**Goal of the exercise**
Restate the entries below verbatim.
--
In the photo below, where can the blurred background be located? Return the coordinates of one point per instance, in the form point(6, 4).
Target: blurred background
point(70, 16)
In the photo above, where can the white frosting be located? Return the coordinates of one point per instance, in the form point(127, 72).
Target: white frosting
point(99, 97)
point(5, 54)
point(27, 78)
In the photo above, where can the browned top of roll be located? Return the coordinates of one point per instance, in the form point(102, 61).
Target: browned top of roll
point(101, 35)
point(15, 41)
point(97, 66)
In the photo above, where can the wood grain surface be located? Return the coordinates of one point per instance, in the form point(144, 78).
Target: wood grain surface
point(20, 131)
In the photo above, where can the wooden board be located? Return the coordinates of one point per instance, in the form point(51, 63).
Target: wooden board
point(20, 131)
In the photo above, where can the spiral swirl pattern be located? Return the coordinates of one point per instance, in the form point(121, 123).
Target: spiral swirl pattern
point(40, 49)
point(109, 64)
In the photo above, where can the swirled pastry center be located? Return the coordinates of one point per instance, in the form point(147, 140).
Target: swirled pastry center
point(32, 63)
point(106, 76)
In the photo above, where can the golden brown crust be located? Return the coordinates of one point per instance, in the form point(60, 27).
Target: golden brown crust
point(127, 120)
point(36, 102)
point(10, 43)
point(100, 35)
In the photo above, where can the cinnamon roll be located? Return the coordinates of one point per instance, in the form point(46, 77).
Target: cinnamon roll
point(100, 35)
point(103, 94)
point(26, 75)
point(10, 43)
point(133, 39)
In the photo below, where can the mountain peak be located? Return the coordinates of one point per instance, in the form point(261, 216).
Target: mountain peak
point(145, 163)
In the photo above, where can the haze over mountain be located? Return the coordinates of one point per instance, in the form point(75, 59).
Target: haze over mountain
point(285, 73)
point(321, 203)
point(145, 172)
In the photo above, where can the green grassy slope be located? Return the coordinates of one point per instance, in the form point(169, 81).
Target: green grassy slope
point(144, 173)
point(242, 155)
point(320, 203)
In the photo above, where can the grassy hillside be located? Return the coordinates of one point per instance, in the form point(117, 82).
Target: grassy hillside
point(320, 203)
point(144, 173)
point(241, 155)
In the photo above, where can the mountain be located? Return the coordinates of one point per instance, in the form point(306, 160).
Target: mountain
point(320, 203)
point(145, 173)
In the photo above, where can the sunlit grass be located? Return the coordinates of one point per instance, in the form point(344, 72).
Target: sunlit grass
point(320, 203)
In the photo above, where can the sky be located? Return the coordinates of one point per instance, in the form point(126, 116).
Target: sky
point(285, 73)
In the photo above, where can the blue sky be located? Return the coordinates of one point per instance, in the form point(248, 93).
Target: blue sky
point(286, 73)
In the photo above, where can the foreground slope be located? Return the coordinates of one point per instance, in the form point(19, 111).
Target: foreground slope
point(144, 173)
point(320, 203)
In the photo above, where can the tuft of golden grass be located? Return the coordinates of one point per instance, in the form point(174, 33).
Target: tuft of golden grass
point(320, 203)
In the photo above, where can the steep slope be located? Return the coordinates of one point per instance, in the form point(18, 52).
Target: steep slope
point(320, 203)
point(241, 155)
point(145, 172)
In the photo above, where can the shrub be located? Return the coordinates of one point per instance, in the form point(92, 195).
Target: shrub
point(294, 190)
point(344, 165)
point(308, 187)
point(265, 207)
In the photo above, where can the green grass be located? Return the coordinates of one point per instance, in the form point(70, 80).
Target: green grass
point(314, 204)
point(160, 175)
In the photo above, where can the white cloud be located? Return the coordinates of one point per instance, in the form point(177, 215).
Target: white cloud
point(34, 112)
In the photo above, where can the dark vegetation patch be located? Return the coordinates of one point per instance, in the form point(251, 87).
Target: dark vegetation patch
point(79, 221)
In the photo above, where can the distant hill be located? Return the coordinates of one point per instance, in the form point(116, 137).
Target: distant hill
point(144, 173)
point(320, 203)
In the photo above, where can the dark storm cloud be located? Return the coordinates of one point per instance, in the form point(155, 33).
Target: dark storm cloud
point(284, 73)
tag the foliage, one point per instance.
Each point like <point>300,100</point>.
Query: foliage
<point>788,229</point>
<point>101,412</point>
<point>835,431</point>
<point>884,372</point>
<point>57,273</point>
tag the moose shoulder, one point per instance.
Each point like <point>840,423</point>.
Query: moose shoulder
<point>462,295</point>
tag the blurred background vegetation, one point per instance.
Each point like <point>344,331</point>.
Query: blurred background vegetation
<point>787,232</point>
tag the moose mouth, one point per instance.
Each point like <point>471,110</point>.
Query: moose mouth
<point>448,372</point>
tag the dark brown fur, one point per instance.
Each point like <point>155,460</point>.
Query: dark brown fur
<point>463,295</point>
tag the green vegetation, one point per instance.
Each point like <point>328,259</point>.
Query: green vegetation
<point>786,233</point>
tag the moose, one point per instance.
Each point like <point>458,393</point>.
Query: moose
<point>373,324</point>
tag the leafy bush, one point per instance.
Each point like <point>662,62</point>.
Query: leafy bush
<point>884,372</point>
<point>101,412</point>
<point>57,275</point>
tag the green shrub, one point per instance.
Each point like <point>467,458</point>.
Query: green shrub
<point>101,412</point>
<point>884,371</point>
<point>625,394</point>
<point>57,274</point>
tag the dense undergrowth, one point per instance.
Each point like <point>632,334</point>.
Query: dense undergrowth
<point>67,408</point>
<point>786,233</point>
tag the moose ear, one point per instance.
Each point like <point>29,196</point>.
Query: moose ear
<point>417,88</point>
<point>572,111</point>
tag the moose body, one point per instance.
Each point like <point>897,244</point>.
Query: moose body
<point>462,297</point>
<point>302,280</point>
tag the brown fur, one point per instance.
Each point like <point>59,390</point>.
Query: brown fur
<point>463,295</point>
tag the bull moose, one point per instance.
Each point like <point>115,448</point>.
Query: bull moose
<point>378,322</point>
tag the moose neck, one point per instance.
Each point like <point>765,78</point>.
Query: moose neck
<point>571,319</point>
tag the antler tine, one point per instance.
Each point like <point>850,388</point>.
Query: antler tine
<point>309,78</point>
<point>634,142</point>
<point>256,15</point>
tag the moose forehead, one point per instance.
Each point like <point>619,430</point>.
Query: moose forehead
--
**Solution to the problem**
In the photo below, where can the blurred background be located? Return the coordinates of one point per instance, in the form point(6, 4).
Target: blurred background
point(70, 16)
In the photo above, where can the white frosting be located? Return the coordinates of one point per instance, in the form point(127, 72).
Target: white frosting
point(99, 97)
point(5, 54)
point(27, 78)
In the photo above, where can the browned top of roll be located? Return the coordinates of one point per instance, in the form point(102, 61).
Target: browned top of roll
point(101, 35)
point(15, 41)
point(97, 66)
In the photo above, where can the wood grain surface be located? Return the coordinates of one point per instance, in the form point(144, 78).
Target: wood grain surface
point(20, 131)
In the photo above, where can the wooden board be located? Return the coordinates of one point per instance, in the form point(51, 63).
Target: wooden board
point(20, 131)
In the photo above, where can the spiral swirl pattern be located? Return the coordinates of one point per instance, in the form point(121, 123).
Target: spiral swirl pattern
point(40, 49)
point(109, 64)
In the photo above, where can the swirled pastry center be located? Return the coordinates of one point per instance, in the form point(147, 140).
Target: swirled pastry center
point(32, 63)
point(106, 76)
In the photo above, where can the golden brown crust be located? Return the coordinates of one point per instance, in the form point(60, 27).
Target: golden brown crust
point(127, 120)
point(36, 102)
point(10, 43)
point(100, 35)
In the photo above, where can the cinnamon roll be located? Return the coordinates of one point per instance, in the form point(46, 77).
Target: cinnamon roll
point(100, 35)
point(103, 94)
point(26, 75)
point(10, 43)
point(133, 39)
In the photo below, where can the mountain peak be located? Return the coordinates of one point per instance, in the form point(261, 216).
Target: mountain peak
point(145, 163)
In the photo above, where can the haze over mountain be located? Return the coordinates of one point per instance, in the form point(75, 59).
Target: haze over mountain
point(285, 73)
point(321, 203)
point(145, 172)
In the photo above, where can the green grassy slope be located? Return the coordinates of one point per instance, in the form point(169, 81).
Target: green grassy slope
point(144, 173)
point(242, 155)
point(320, 203)
In the photo above, where can the grassy hillside be located? Return the coordinates of one point per instance, in the form point(117, 82).
Target: grassy hillside
point(320, 203)
point(144, 173)
point(241, 155)
In the photo above, where can the mountain be located? Return the coordinates of one point per instance, in the form point(306, 160).
Target: mountain
point(320, 203)
point(145, 173)
In the photo above, where can the sunlit grass be located? Return the coordinates of one point per instance, in the form point(344, 72).
Target: sunlit grass
point(320, 203)
In the photo above, where can the sky be located? Return the coordinates of one point per instance, in the form point(126, 116).
Target: sky
point(285, 73)
In the photo above, where can the blue sky be located? Return the coordinates of one point per instance, in the form point(248, 93).
Target: blue sky
point(286, 73)
In the photo above, where can the foreground slope be located? Return the coordinates of one point per instance, in the form point(19, 111).
Target: foreground slope
point(144, 173)
point(320, 203)
In the photo above, where can the tuft of golden grass be located? Return the coordinates of one point per instance, in the form point(174, 33).
Target: tuft of golden grass
point(320, 203)
In the photo above, where can the steep slope be located? Return the coordinates of one point per instance, in the form point(18, 52).
Target: steep slope
point(320, 203)
point(241, 155)
point(145, 172)
In the photo above, where can the shrub be located? Return the coordinates of one point per instance, in the form point(92, 195).
Target: shrub
point(294, 190)
point(344, 165)
point(308, 187)
point(265, 207)
In the photo above, where can the green grass be located? Return the coordinates of one point per instance, in the form point(70, 80).
Target: green grass
point(314, 204)
point(160, 175)
In the photo above, where can the white cloud be located? Return the coordinates of one point per instance, in the form point(177, 215).
Target: white cloud
point(34, 112)
In the photo above, where can the dark vegetation patch be located? Return the coordinates of one point per instance, in the form point(251, 87).
Target: dark vegetation patch
point(79, 221)
In the photo above, where can the distant hill be located? Return the coordinates of one point per instance, in the form point(116, 137).
Target: distant hill
point(144, 173)
point(320, 203)
In the photo above, where can the dark storm cloud be located? Return the coordinates of one point per instance, in the form point(155, 33).
Target: dark storm cloud
point(284, 73)
tag the foliage, one point per instance.
Each point like <point>300,100</point>.
Query: foliage
<point>788,229</point>
<point>101,412</point>
<point>835,431</point>
<point>884,372</point>
<point>57,273</point>
tag the moose shoulder, one point per instance.
Each point like <point>840,423</point>.
Query: moose shoulder
<point>462,295</point>
tag the blurred background vegetation, one point per instance.
Each point like <point>344,331</point>.
Query: blurred background vegetation
<point>787,232</point>
tag the moose mouth, one point per instance.
Each point like <point>471,110</point>.
Query: moose mouth
<point>448,372</point>
tag the dark brown fur, one point per instance.
Each point like <point>155,460</point>.
Query: dark brown fur
<point>463,295</point>
tag the green vegetation, one point per instance.
Each point like <point>328,259</point>.
Query: green vegetation
<point>786,233</point>
tag the moose, one point per instance.
Each point like <point>458,393</point>.
Query: moose
<point>373,324</point>
tag the leafy bush, one point per instance.
Each point like <point>662,62</point>.
Query: leafy bush
<point>884,372</point>
<point>101,412</point>
<point>57,275</point>
tag the green shrub, one point per instance.
Each point like <point>467,458</point>.
Query: green shrub
<point>101,412</point>
<point>884,371</point>
<point>625,394</point>
<point>57,274</point>
tag the dense undergrowth, one point per instance.
Each point like <point>632,334</point>.
Query: dense undergrowth
<point>67,408</point>
<point>786,233</point>
tag the moose ear, one point per instance.
Each point like <point>29,196</point>.
Query: moose ear
<point>417,88</point>
<point>572,111</point>
tag the moose body, one point per instance.
Each point like <point>897,244</point>.
Query: moose body
<point>462,297</point>
<point>302,280</point>
tag the brown fur, one point per instance.
Each point like <point>59,390</point>.
Query: brown fur
<point>463,295</point>
tag the bull moose, one point per instance.
Each point like <point>115,448</point>.
Query: bull moose
<point>378,322</point>
tag the moose neck, one point per instance.
Each point like <point>765,78</point>.
Query: moose neck
<point>571,319</point>
tag the antler tine, one point per instance.
Each point like <point>850,388</point>.
Query: antler tine
<point>309,78</point>
<point>634,142</point>
<point>256,15</point>
tag the moose forehead, one point per instance.
Each point like <point>619,430</point>.
Query: moose forehead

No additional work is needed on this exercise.